[Begin DATA LISTING]

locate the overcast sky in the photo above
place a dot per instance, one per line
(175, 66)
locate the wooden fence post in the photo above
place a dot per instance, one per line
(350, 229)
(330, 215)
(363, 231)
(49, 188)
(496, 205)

[End DATA LISTING]

# EXERCISE TASK:
Put every line of the entries above into a JSON list of strings, with one string per line and any blank lines left out.

# OUTPUT BELOW:
[
  "locate the overcast sky in the photo above",
  "place a dot per instance, one per line",
  "(175, 66)",
  "locate the wooden fence post in the photo above",
  "place a dot per instance, one per line",
  "(350, 229)",
  "(330, 215)",
  "(363, 231)",
  "(49, 188)",
  "(496, 205)"
]